Directive: Retype every entry below word for word, leaving each line unchanged.

Information given:
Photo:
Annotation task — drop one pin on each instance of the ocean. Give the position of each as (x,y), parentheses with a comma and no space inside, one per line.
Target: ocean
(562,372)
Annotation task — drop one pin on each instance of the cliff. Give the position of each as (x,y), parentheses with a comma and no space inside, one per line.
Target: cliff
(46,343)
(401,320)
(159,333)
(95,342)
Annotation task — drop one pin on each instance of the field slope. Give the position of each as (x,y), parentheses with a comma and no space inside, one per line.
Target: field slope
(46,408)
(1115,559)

Final result:
Photo:
Annotation task — drop one pin on each instance of the ocean. Give the position of each as (x,y), parentheses with a comma and no space inside, one per line.
Target: ocean
(562,372)
Annotation task — drop one pin on each instance of the cliff. Give the position of each as (x,y), parentheses with a comma and no space inside, one per line.
Target: cliff
(46,343)
(401,320)
(159,333)
(95,342)
Annotation task — drop one pin on each instance of the field slope. Give the position of each as (x,y), parentheses with a comma and no space inside, one per line.
Target: field slope
(46,408)
(1115,559)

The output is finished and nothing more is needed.